Task brief: Make an exact transcription of the material, leaving out all images.

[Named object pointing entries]
-- START --
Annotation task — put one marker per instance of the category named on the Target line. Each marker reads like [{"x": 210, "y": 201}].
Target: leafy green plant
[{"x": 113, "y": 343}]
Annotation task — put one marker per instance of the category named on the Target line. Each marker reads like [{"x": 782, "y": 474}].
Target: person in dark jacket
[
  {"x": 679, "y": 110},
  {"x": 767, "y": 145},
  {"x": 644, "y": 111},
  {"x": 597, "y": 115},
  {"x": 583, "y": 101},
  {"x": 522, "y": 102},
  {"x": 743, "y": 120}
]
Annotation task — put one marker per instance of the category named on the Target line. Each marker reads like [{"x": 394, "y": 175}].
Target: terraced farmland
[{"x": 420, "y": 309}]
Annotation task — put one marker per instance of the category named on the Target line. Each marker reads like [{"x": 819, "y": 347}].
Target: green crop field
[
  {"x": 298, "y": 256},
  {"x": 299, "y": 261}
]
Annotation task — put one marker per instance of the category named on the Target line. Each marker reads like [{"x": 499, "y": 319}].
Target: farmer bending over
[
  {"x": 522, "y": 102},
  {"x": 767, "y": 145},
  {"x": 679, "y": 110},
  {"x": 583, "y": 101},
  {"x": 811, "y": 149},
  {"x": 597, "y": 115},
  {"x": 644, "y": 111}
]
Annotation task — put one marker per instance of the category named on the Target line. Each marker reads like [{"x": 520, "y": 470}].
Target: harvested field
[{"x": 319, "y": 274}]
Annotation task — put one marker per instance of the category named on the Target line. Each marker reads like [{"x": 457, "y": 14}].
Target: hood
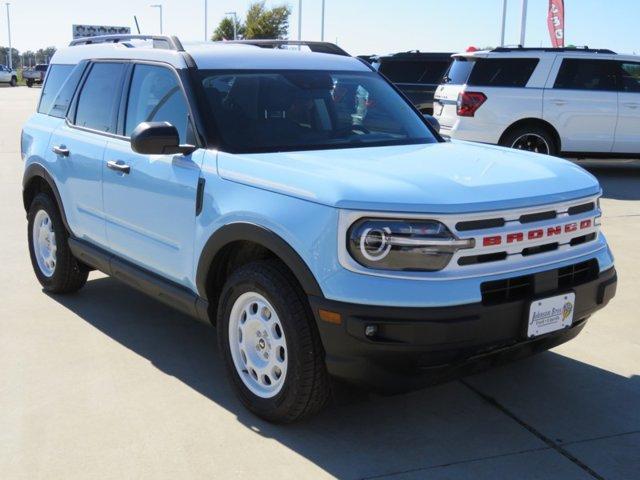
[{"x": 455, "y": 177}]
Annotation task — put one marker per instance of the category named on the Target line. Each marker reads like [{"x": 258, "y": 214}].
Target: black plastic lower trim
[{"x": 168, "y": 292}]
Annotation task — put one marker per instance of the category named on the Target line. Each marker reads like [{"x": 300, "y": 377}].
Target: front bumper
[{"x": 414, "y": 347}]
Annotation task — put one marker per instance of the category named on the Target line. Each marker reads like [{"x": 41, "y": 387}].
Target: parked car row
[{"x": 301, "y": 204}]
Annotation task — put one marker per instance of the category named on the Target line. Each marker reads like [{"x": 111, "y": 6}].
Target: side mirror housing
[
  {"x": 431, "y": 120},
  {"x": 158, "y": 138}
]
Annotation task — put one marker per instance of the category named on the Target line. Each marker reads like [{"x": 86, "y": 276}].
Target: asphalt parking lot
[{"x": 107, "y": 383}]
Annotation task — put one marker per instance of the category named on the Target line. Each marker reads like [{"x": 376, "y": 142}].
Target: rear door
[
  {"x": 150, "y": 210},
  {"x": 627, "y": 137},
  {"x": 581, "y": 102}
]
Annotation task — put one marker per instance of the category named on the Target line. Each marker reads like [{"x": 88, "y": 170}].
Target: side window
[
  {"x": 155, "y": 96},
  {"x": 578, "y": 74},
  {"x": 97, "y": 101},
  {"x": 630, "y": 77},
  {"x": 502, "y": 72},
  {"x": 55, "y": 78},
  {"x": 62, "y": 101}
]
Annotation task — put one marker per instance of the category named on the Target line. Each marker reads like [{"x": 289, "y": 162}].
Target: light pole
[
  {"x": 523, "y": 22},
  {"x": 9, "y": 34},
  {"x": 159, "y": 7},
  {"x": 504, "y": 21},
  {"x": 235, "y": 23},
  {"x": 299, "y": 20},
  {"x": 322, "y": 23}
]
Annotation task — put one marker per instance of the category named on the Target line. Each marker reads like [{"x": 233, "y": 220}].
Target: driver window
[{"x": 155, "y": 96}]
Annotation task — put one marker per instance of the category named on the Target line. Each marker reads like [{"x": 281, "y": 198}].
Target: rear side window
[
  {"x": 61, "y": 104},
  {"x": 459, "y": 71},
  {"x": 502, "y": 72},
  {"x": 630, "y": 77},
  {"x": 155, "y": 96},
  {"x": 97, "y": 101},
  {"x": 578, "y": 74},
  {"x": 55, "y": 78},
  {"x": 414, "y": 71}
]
-- END --
Output of the task:
Annotation task — put one marker per instance of the category named on the Target line. Each marker reads like [{"x": 210, "y": 201}].
Target: leafy green plant
[{"x": 113, "y": 343}]
Annotation task — put one marker per instance of the category named on the Target line. Each marker reads like [{"x": 782, "y": 474}].
Target: person in dark jacket
[
  {"x": 679, "y": 110},
  {"x": 767, "y": 145},
  {"x": 644, "y": 111},
  {"x": 597, "y": 115},
  {"x": 583, "y": 101},
  {"x": 522, "y": 102},
  {"x": 743, "y": 120}
]
Annotation task — put one marker per instance of the category named on the Target line. Each marker reads like [{"x": 394, "y": 175}].
Target: terraced farmland
[{"x": 420, "y": 309}]
Annotation task — put one marker per instance of the category named on the Target line. Each marker reads like [{"x": 819, "y": 347}].
Target: green crop field
[
  {"x": 298, "y": 256},
  {"x": 299, "y": 261}
]
Annotation task — put one marker per instance of the category named on the Target line. Each marker reads like [{"x": 499, "y": 319}].
Target: farmer bending over
[
  {"x": 522, "y": 102},
  {"x": 767, "y": 145},
  {"x": 679, "y": 110},
  {"x": 583, "y": 101},
  {"x": 811, "y": 149},
  {"x": 597, "y": 115},
  {"x": 644, "y": 111}
]
Annotation task — put one marker per instance of the category named on the Target line. Each marker reads like [{"x": 520, "y": 470}].
Target: harvested field
[{"x": 319, "y": 274}]
Annotation task — put one marker per instance of the category named on the Target line. Each marker reads like [{"x": 457, "y": 14}].
Target: hood
[{"x": 455, "y": 177}]
Annotation task — put one marker per instance of the category named on the Target line. Each marker reads like [{"x": 258, "y": 214}].
Target: black plastic lower trim
[{"x": 168, "y": 292}]
Annotation task — put one marker per instance of the category named on the Target line. Each marker reads like [{"x": 300, "y": 377}].
Target: front bumper
[{"x": 414, "y": 347}]
Annotation task — put one marker per instance of the category named on the Target line. Each marker reads like [{"x": 41, "y": 387}].
Target: parked car row
[{"x": 301, "y": 204}]
Annotation task — put one marker per instance of the category named on the Target line. Each marker reads like [{"x": 111, "y": 6}].
Target: side mirror housing
[
  {"x": 431, "y": 120},
  {"x": 158, "y": 138}
]
Annotation task — put one marker per instance of the category named on the Target line. Each marker reads like [{"x": 86, "y": 276}].
Target: asphalt parking lot
[{"x": 107, "y": 383}]
Annotation task — put one marker per instance of the category named on the Target line. Each marker reads like [{"x": 376, "y": 142}].
Target: rear door
[
  {"x": 150, "y": 210},
  {"x": 627, "y": 137},
  {"x": 581, "y": 102}
]
Annotation task — put one marker per instance of the category named on the Target line. Each marker reads like [{"x": 88, "y": 170}].
Target: side window
[
  {"x": 155, "y": 96},
  {"x": 578, "y": 74},
  {"x": 97, "y": 101},
  {"x": 630, "y": 77},
  {"x": 502, "y": 72},
  {"x": 55, "y": 78},
  {"x": 62, "y": 101}
]
Annotation task — put one marker per instance of the category named on the Target line. Each marker reads like [{"x": 289, "y": 162}].
Target: light pole
[
  {"x": 523, "y": 22},
  {"x": 9, "y": 34},
  {"x": 159, "y": 7},
  {"x": 504, "y": 21},
  {"x": 235, "y": 23},
  {"x": 299, "y": 20},
  {"x": 322, "y": 23}
]
Annotation task — put one marker per instance of the category named on the Target line. Each marker reads like [{"x": 233, "y": 220}].
Target: driver window
[{"x": 155, "y": 96}]
Annotation task — put one marker per instance of the category named on the Target line. Each marker reads like [{"x": 281, "y": 198}].
Target: rear side window
[
  {"x": 61, "y": 104},
  {"x": 459, "y": 71},
  {"x": 502, "y": 72},
  {"x": 630, "y": 77},
  {"x": 155, "y": 96},
  {"x": 97, "y": 101},
  {"x": 578, "y": 74},
  {"x": 55, "y": 78},
  {"x": 414, "y": 71}
]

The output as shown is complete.